[Start of Given passage]

Tech Blog :: php


Mar 24 '11 10:34am

Track Freshbooks Expenses in Google Docs with PHP and XML

I've been trying to automate as much of my financial forecasting as possible, with coding up front that will last a while. My primary tools are Freshbooks (for expense and invoice tracking) and Google Docs for spreadsheets. I wrote yesterday about pulling data from one spreadsheet into another using importRange. Last night I took it several steps further, pulling expenses from the Freshbooks API into XML, then XML to GDocs, and automating tax calculations based on expense category.

1. Freshbooks Expenses to XML

Building on an existing freshbooks-php library, I wrote a PHP script called freshbooks_expenses_xml. (Link goes to GitHub.)

To get it set up, create a keys.php file, and put the whole package on your server somewhere. Play with the parameters described in the readme to get different XML output.

2. XML to Google Docs

In cell A1 of a clean spreadsheet, enter this function:
=importXML("http://your-site.com/freshbooks-expenses/expenses.php?date_from=2011-01-01&date_to=2011-12-31&headers=1&", "//expenses/*").

[End of Given passage]
[Start of Recorded information]

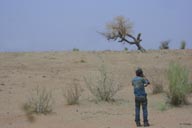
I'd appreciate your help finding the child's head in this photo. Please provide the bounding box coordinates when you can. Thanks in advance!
[135,68,143,77]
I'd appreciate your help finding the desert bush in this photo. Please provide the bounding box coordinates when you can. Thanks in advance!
[84,64,121,102]
[168,63,191,105]
[146,67,164,94]
[159,40,170,49]
[24,86,53,114]
[180,40,186,49]
[63,79,81,105]
[124,47,128,52]
[152,83,163,94]
[73,48,79,52]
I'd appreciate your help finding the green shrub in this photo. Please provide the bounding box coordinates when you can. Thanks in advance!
[73,48,79,52]
[63,79,81,105]
[159,40,170,49]
[24,86,53,114]
[180,40,186,49]
[84,65,121,102]
[168,63,191,105]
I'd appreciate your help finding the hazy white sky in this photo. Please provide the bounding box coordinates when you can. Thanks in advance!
[0,0,192,51]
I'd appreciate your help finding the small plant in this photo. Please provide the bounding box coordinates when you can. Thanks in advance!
[124,47,128,52]
[63,79,81,105]
[147,68,164,94]
[73,48,79,52]
[168,63,191,105]
[180,40,186,49]
[157,103,169,112]
[151,76,164,94]
[84,65,121,102]
[24,86,53,114]
[159,40,170,50]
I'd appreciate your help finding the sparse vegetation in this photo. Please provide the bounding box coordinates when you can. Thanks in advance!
[124,47,128,52]
[157,103,169,112]
[73,48,79,52]
[168,63,191,105]
[63,79,81,105]
[147,67,164,94]
[180,40,186,49]
[159,40,170,50]
[24,86,53,114]
[100,16,146,52]
[84,64,121,102]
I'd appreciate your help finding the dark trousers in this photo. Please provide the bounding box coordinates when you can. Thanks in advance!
[135,96,148,123]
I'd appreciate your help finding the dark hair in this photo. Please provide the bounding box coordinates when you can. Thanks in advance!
[135,68,143,77]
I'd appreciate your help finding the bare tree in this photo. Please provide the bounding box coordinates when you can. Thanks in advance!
[100,16,145,52]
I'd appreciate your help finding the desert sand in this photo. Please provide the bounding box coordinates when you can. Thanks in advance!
[0,50,192,128]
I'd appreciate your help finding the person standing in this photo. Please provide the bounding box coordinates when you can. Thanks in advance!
[132,68,150,127]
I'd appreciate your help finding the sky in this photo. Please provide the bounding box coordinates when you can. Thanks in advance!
[0,0,192,52]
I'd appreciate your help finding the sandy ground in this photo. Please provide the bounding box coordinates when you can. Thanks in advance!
[0,50,192,128]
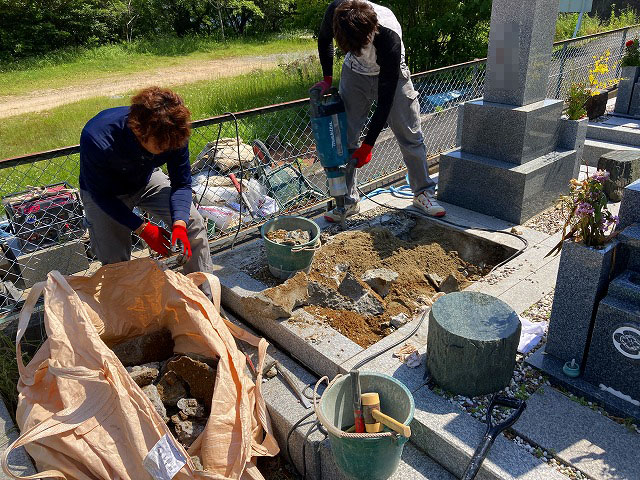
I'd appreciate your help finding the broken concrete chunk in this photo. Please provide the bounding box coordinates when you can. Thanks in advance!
[142,385,169,423]
[177,398,205,418]
[389,313,409,328]
[111,329,174,367]
[338,272,384,315]
[158,372,187,407]
[362,268,398,298]
[426,273,442,291]
[167,356,216,408]
[353,292,384,315]
[338,272,368,302]
[307,280,355,310]
[439,275,460,293]
[191,455,204,471]
[242,272,307,320]
[171,415,206,448]
[127,362,160,387]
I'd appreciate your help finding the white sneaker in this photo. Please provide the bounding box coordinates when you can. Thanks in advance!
[324,203,360,223]
[413,192,447,217]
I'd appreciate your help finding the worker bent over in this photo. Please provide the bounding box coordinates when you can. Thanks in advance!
[314,0,445,222]
[80,87,212,280]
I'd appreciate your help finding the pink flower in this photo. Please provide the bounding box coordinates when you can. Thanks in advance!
[591,170,609,183]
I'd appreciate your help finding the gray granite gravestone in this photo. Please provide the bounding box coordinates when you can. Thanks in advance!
[427,292,521,397]
[616,180,640,231]
[584,232,640,405]
[598,150,640,202]
[438,0,578,223]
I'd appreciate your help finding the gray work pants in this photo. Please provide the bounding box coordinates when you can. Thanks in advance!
[80,169,213,278]
[340,65,436,205]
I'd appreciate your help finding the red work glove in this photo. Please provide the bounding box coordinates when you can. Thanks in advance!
[140,223,169,257]
[351,143,373,168]
[171,225,191,258]
[311,77,333,95]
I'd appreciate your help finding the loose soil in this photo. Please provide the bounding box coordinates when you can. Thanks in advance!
[264,220,491,348]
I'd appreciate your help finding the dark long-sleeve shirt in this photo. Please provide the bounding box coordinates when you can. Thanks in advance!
[80,107,191,230]
[318,0,408,145]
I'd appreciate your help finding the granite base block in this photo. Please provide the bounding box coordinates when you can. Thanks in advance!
[616,180,640,231]
[584,296,640,402]
[587,122,640,147]
[513,387,640,480]
[438,149,576,225]
[525,346,640,422]
[558,118,589,178]
[460,99,563,165]
[411,387,566,480]
[547,241,617,365]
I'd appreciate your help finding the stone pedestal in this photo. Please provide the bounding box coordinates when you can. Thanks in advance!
[427,292,521,397]
[438,0,584,223]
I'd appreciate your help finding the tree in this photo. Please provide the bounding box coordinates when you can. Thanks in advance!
[380,0,491,72]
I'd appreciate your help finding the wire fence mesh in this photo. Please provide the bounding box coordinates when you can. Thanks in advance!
[0,26,640,316]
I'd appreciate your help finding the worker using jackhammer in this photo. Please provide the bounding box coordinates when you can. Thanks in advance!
[313,0,446,222]
[80,87,213,284]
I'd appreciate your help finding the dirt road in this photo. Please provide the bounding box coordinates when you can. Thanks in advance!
[0,50,314,118]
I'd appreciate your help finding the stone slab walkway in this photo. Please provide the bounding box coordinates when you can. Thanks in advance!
[513,387,640,480]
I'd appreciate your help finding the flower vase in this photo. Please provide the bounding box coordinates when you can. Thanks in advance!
[584,90,609,120]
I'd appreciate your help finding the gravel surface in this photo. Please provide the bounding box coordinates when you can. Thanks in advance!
[433,292,640,480]
[523,204,565,235]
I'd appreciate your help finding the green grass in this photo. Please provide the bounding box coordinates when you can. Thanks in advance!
[556,8,640,41]
[0,58,339,193]
[0,32,316,95]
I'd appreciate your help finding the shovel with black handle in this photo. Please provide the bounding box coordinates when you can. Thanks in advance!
[461,395,527,480]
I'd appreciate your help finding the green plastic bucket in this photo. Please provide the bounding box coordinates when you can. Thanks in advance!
[316,373,415,480]
[260,215,320,279]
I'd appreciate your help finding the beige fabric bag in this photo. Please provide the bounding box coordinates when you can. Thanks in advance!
[2,259,278,480]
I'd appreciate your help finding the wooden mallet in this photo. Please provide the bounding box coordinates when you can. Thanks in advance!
[362,392,411,438]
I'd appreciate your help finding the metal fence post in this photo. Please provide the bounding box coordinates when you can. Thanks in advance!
[616,28,629,78]
[555,42,569,99]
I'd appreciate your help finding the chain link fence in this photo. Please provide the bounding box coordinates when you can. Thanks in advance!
[0,26,640,316]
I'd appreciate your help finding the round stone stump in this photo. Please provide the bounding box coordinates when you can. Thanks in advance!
[427,292,521,397]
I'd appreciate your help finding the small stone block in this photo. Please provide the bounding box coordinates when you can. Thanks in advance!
[427,292,521,397]
[584,296,640,402]
[598,150,640,202]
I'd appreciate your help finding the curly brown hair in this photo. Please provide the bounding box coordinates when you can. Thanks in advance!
[333,0,378,55]
[128,87,191,150]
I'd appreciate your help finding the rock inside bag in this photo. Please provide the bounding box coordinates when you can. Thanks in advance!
[112,330,218,465]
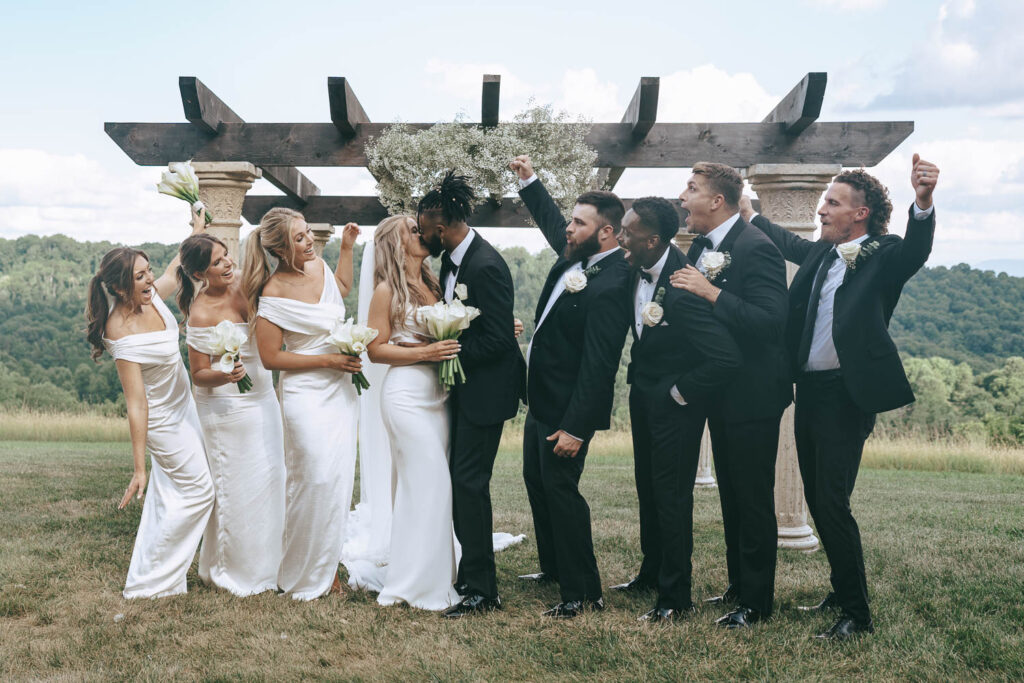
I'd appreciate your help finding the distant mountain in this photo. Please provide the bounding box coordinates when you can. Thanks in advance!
[974,258,1024,278]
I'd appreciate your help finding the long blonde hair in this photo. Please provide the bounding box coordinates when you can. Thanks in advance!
[374,215,441,328]
[242,207,303,321]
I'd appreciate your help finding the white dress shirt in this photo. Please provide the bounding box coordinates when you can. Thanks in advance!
[803,203,935,372]
[693,212,739,273]
[444,228,476,303]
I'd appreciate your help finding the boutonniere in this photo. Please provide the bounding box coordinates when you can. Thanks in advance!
[700,249,732,282]
[640,287,665,328]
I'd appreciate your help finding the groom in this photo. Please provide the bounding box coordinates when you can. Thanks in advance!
[510,156,629,618]
[416,170,525,618]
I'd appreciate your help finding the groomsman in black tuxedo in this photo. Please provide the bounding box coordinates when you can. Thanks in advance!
[672,163,793,629]
[744,155,939,640]
[620,197,742,622]
[416,171,525,618]
[510,156,630,618]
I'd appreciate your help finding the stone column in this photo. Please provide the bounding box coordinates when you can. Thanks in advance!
[309,223,334,258]
[193,161,263,262]
[745,164,842,552]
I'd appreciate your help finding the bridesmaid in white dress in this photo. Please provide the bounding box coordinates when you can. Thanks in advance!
[243,208,361,600]
[177,233,285,596]
[367,216,460,610]
[86,206,213,598]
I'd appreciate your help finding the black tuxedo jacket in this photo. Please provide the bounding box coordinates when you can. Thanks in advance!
[519,180,631,439]
[687,218,793,422]
[627,245,742,407]
[753,207,935,413]
[441,232,525,425]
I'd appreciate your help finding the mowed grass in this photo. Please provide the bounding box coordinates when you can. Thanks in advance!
[0,439,1024,681]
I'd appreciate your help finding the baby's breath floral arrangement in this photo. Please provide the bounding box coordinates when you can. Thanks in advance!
[366,103,597,219]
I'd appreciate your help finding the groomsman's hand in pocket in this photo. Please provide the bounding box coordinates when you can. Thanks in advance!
[548,429,583,458]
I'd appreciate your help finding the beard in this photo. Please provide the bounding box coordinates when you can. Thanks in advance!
[562,230,601,261]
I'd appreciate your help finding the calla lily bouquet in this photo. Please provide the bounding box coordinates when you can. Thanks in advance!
[416,299,480,389]
[157,161,213,223]
[330,318,379,396]
[213,321,253,393]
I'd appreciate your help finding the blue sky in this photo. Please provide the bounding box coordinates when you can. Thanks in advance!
[0,0,1024,264]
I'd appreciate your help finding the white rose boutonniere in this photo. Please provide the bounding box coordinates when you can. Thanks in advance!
[836,242,860,270]
[700,250,732,282]
[565,270,587,294]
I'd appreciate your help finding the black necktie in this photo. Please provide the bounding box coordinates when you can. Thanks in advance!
[797,248,839,370]
[693,234,715,251]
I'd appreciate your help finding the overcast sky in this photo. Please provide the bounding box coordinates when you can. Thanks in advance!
[0,0,1024,265]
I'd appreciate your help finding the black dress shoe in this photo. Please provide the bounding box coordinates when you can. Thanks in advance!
[814,614,874,641]
[637,605,694,624]
[797,592,839,612]
[541,598,604,618]
[705,584,739,605]
[611,577,657,593]
[715,605,761,629]
[441,593,502,618]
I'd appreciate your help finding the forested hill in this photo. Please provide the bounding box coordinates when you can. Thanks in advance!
[0,236,1024,408]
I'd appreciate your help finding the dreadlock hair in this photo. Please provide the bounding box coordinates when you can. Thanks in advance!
[416,169,476,224]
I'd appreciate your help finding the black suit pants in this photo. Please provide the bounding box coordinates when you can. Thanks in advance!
[630,387,703,609]
[449,404,505,598]
[795,371,874,623]
[522,413,601,602]
[708,415,781,616]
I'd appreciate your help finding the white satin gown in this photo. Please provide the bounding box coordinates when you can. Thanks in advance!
[103,297,214,598]
[185,323,285,596]
[257,263,357,600]
[377,307,460,610]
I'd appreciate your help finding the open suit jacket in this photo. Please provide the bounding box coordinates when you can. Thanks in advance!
[687,218,793,422]
[519,180,631,439]
[753,207,935,413]
[441,232,525,425]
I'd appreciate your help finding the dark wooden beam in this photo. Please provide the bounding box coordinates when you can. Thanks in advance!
[242,195,685,227]
[103,121,913,168]
[762,72,828,135]
[178,76,319,203]
[327,76,370,136]
[480,74,502,127]
[597,76,660,190]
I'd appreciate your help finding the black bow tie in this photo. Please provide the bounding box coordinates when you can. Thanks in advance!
[693,234,715,251]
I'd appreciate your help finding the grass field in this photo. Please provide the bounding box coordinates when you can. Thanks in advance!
[0,439,1024,681]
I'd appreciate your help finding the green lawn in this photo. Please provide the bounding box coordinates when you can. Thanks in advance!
[0,441,1024,681]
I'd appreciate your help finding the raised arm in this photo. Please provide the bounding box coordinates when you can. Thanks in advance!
[256,317,362,374]
[153,209,206,299]
[114,360,150,510]
[334,223,359,297]
[509,155,566,256]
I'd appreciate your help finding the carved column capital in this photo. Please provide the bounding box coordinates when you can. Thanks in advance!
[193,162,263,261]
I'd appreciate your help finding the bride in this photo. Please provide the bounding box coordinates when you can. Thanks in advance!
[367,216,460,610]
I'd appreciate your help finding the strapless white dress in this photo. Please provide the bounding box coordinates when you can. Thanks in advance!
[185,323,285,596]
[103,297,214,598]
[257,263,357,600]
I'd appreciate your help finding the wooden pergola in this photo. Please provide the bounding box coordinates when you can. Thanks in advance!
[104,73,913,227]
[104,73,913,551]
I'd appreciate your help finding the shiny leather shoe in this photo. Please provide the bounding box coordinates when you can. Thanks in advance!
[797,592,839,612]
[705,584,739,605]
[441,593,502,618]
[610,577,657,593]
[715,605,761,629]
[541,598,604,618]
[637,605,694,624]
[814,615,874,641]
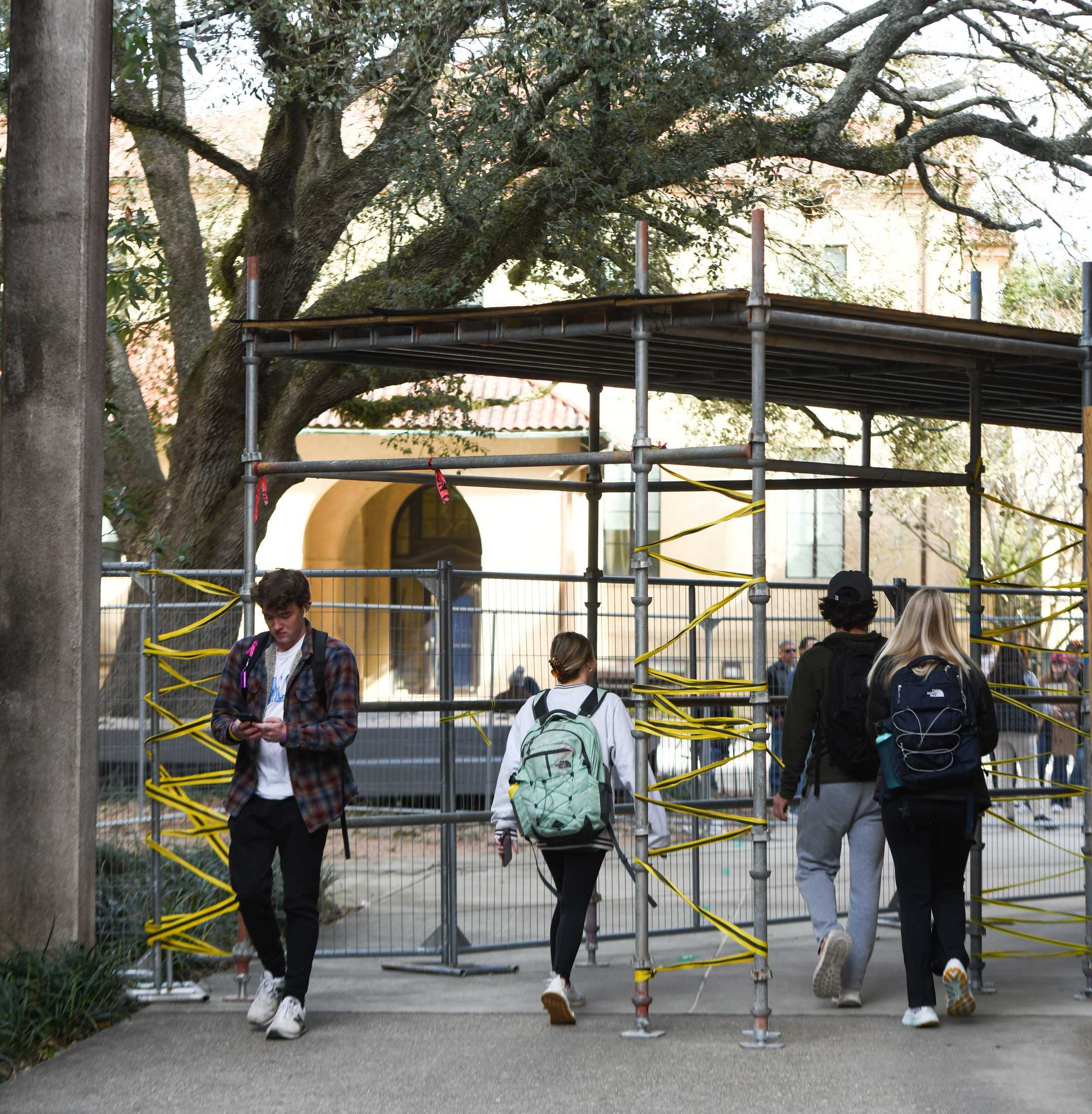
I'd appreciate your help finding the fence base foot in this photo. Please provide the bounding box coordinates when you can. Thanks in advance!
[380,963,519,978]
[740,1029,785,1051]
[125,982,208,1002]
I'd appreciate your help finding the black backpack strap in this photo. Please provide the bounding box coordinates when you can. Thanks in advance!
[576,689,606,720]
[311,627,352,859]
[311,627,328,707]
[530,689,550,722]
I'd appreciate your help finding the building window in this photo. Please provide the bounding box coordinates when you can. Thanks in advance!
[823,244,846,275]
[601,464,659,576]
[785,450,846,580]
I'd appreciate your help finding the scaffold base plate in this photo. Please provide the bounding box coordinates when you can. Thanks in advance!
[739,1029,785,1051]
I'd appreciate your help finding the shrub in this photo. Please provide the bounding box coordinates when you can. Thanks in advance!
[0,945,137,1081]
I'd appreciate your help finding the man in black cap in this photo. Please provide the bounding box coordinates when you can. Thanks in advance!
[773,569,886,1007]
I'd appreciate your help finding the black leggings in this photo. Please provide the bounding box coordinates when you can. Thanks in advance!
[227,797,328,1005]
[882,798,970,1009]
[542,848,606,981]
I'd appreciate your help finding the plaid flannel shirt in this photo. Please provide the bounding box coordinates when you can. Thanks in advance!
[212,623,360,832]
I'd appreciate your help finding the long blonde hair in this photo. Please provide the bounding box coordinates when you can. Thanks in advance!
[868,588,977,685]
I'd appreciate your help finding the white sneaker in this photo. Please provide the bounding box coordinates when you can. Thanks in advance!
[265,995,307,1041]
[542,975,576,1025]
[542,971,587,1006]
[246,971,284,1029]
[944,959,975,1017]
[903,1006,941,1029]
[811,928,853,998]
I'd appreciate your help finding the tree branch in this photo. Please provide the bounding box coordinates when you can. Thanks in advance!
[110,96,256,188]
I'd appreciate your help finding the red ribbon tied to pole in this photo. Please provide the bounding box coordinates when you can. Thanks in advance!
[254,475,269,523]
[429,457,451,502]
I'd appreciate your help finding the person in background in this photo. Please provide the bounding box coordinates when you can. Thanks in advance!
[497,665,541,700]
[765,639,797,797]
[773,569,885,1007]
[868,588,998,1028]
[1035,653,1081,823]
[990,646,1038,820]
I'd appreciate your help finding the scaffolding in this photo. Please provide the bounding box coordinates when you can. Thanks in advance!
[217,210,1092,1048]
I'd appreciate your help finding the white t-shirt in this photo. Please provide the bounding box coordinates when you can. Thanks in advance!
[256,635,306,801]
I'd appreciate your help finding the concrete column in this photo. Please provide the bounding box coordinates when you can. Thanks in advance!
[0,0,110,946]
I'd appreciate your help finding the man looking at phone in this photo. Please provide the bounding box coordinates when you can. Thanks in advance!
[212,568,360,1041]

[End of Recorded information]

**Aim A:**
From the Freshbooks expenses post, list every query parameter in the importXML URL along with the value it is given.
**Aim B:**
Pick up the Freshbooks expenses post right after its importXML formula and keep writing in the same voice.

**Task response A:**
date_from = 2011-01-01
date_to = 2011-12-31
headers = 1

**Task response B:**
GDocs will fetch the data and populate the spreadsheet. (Note: I had some trouble making the headers consistent with the columns, and worked around it; you might want to do the same by omitting headers=1 in the function and putting in your own.)

3. Making useful tax calculations with the data

For estimated quarterly taxes (as an LLC), I need to know my revenue (calculated in another spreadsheet, not yet but possibly soon also pulled automatically from Freshbooks) minus my business expenses. As I learned doing taxes for 2010, not all expense categories are equal: Meals & Entertainment, for example, is generally deducted at 50%, while others are 100%. This is easy to do with custom GDocs functions. Next to my expenses (pulled automatically), I have a column for Month, a column for Quarter (using a custom function), and a column for Deduction, using the amount and the category. (To write a custom function, go to Tools > Scripts > Script Editor.)

Finally, in my income sheet, I use sumif() on the range in the other [expenses] sheet with the calculated deductions for that quarter, times my expected tax rate, and I know how much quarterly taxes to pay!

(Update: A revised version of this post now appears on the FreshBooks Developer Blog.)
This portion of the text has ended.